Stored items
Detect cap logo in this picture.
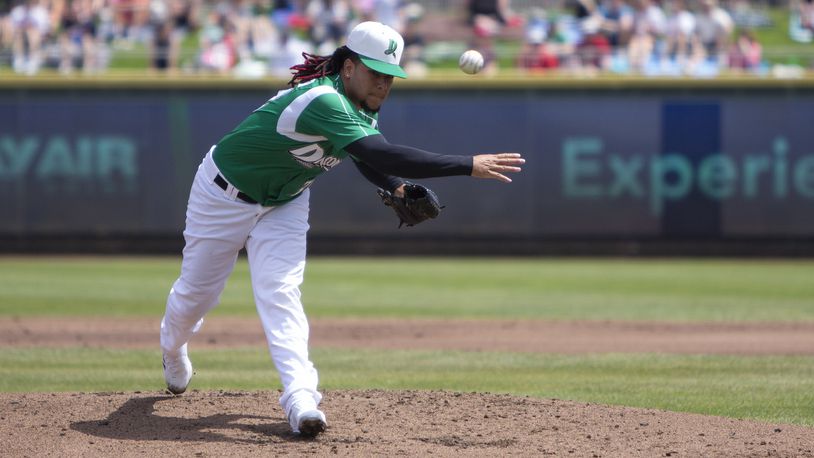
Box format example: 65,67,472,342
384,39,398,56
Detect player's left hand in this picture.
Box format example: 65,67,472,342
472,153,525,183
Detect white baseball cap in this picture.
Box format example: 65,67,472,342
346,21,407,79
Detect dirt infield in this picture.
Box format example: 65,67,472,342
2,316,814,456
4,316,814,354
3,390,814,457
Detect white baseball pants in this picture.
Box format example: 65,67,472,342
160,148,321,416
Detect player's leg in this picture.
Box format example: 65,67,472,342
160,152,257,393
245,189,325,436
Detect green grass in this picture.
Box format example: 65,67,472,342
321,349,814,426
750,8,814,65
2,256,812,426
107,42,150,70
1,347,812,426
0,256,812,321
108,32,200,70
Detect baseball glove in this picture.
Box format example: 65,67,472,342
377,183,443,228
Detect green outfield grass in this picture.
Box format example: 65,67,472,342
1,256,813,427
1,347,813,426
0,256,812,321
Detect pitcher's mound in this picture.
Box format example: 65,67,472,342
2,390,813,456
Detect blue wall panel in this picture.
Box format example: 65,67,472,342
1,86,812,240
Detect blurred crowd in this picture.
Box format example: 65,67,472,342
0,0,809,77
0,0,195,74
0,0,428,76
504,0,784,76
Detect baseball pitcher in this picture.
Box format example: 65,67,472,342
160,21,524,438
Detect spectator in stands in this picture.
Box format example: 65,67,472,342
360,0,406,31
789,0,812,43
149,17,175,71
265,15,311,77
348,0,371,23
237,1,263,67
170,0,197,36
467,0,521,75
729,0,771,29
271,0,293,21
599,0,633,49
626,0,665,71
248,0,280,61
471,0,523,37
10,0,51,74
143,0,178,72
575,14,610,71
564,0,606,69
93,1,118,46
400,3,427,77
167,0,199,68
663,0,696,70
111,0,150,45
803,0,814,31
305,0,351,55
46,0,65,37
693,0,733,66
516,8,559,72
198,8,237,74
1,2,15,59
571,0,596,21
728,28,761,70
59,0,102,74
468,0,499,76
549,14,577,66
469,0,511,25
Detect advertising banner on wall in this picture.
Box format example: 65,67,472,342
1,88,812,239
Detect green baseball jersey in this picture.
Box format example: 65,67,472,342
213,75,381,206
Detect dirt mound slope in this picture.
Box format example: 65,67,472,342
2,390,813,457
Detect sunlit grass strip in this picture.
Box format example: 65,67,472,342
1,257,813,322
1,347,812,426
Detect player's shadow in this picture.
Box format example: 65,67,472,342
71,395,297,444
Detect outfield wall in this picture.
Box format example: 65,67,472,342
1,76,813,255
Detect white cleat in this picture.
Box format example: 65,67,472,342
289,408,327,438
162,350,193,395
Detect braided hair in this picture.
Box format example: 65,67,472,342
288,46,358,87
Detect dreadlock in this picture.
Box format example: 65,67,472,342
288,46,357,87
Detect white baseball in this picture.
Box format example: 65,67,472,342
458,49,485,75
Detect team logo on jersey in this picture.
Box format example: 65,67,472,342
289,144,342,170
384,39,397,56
...
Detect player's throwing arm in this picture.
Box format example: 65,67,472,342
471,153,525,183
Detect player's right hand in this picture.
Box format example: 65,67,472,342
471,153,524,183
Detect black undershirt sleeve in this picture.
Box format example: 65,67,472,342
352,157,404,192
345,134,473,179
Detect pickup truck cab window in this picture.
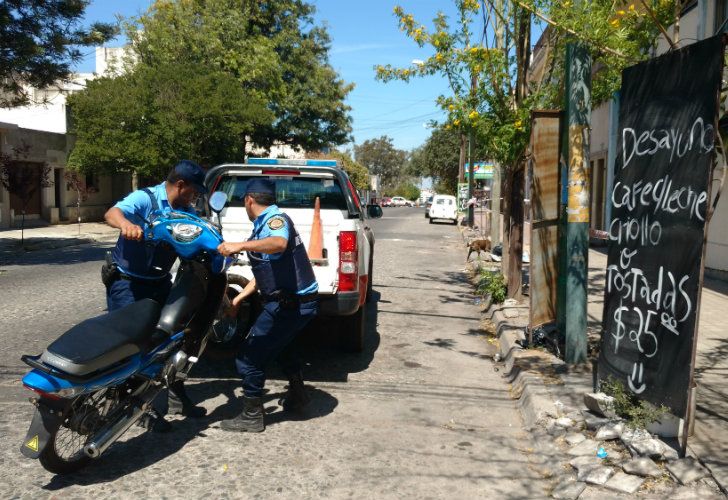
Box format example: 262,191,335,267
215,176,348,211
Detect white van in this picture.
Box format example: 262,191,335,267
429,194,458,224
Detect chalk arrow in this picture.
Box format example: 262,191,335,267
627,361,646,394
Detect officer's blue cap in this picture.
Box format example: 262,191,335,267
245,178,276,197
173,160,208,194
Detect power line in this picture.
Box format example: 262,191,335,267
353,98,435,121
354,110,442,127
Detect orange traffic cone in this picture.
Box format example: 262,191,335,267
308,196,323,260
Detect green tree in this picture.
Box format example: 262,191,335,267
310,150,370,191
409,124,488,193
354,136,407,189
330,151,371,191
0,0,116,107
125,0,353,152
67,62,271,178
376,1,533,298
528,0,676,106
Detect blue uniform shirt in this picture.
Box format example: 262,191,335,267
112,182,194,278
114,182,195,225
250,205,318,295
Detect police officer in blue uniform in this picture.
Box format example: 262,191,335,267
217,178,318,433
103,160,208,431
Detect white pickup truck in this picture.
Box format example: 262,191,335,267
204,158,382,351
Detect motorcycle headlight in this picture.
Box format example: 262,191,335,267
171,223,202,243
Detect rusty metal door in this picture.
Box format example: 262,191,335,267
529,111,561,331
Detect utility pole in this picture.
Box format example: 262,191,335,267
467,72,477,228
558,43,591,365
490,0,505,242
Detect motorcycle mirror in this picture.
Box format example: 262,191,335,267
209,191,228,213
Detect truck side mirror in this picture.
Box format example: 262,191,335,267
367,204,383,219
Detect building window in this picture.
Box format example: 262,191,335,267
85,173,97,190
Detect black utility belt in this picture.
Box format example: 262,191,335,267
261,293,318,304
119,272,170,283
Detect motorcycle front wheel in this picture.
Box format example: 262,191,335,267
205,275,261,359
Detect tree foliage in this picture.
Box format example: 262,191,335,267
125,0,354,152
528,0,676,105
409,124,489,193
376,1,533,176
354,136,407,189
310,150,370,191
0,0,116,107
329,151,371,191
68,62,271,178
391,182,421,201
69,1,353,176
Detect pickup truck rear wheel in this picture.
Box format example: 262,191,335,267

TASK REQUIREMENTS
Restate word for word only the lines above from the line containing "Detect white pickup truck in this picture." to the line containing "Detect tree foliage in this picture.", both of them included.

RESPONSE FOR THIS EXERCISE
Detect white pickup truck in this picture.
Box format example: 262,191,335,267
204,158,382,351
Detect motorcycle headlight in this picture.
Box format example: 262,191,335,267
171,223,202,243
Detect rusty metal door in this picture.
Box format example: 262,191,335,267
529,111,561,331
Detect utility pole in this picture.
Box format example: 262,191,335,267
467,72,477,228
558,43,591,365
490,0,505,242
Detect motorcycle mirror in this picture.
Box format example: 262,191,335,267
209,191,228,213
Detect truck side mirror in this picture.
Box format example: 262,191,335,267
367,204,383,219
Detect building window in this picture.
Box format example: 262,191,335,267
85,173,97,190
Detect black utility belt in this picture.
Box format example: 262,191,335,267
261,293,318,304
119,272,170,283
Detect motorcycle front wheel in this picture.
Box format example: 262,191,335,267
205,275,261,359
Detect tree foliage in this picture.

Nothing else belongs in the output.